** Start Excerpt **

UNITED STATES BANKRUPTCY COURT DISTRICT OF SOUTH CAROLINA
Aug 14, 2012
C/A No. 11-06970-DD (Bankr. D.S.C. Aug. 14, 2012)

Opinion

C/A No. 11-06970-DD

08-14-2012

In re: Eric Jonathan Erickson, Debtor.


Chapter 7


ORDER DENYING MOTION TO RECONSIDER

This matter comes before the Court on a Motion to Reconsider ("Motion") received by the Court from Joseph C. Sun on August 6, 2012. Mr. Sun's Motion requests that the Court reconsider its Order entered July 20, 2012, in which the Court denied Mr. Sun's Motion to Reopen Eric Jonathan Erickson's ("Debtor") bankruptcy case and struck Mr. Sun's attempt to initiate an adversary proceeding. For the reasons set forth below, Mr. Sun's Motion is denied.

** End Excerpt **

Problem to solve >>
Answer these questions about the court order:
(a) Under which chapter is the bankruptcy case filed?
(b) On what date did the Court receive the Motion to Reconsider?
(c) On what date was the Order that the motion asks the Court to reconsider entered?
The listing has nothing to do with the court order.

** Start Material **

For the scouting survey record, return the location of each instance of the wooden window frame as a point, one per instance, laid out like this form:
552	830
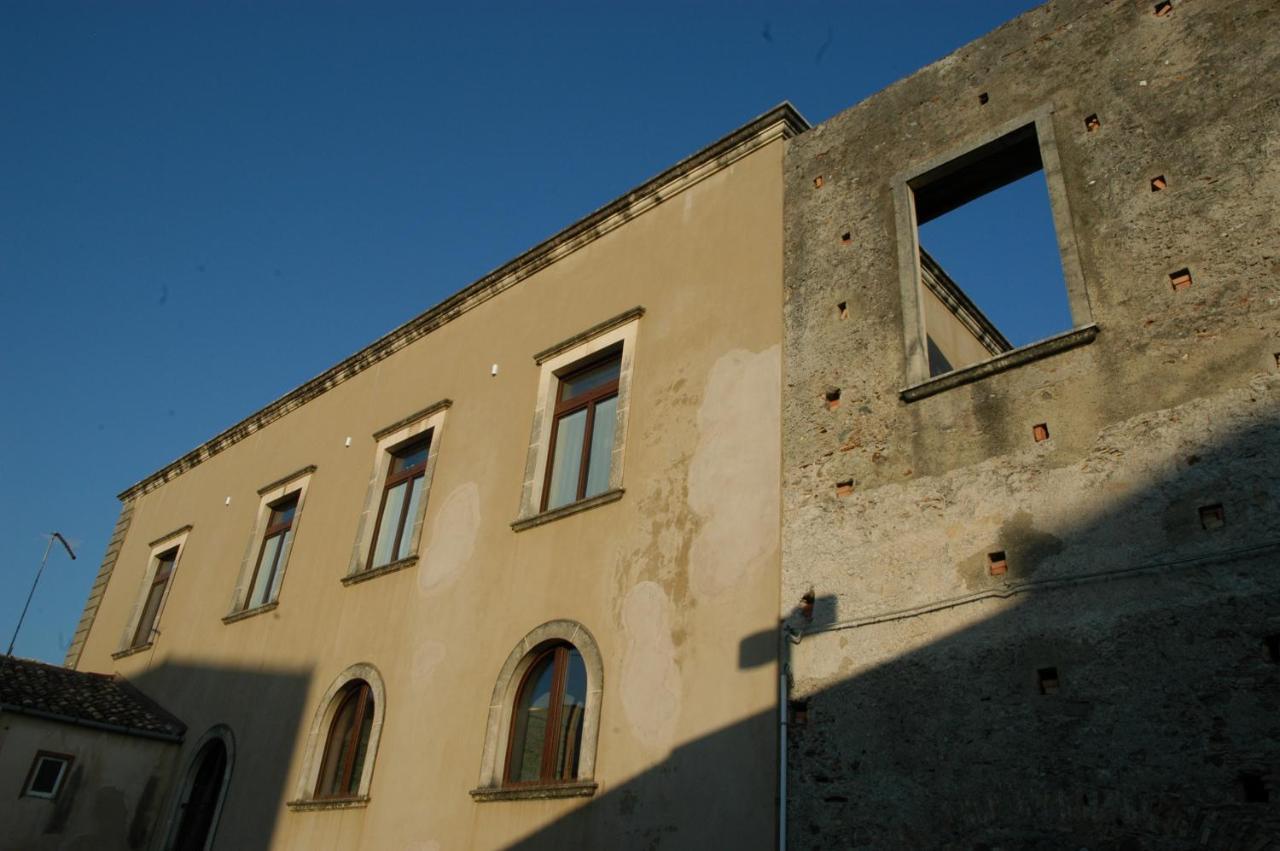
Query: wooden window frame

** End Material **

Worked answer >>
(a) Chapter 7
(b) August 6, 2012
(c) July 20, 2012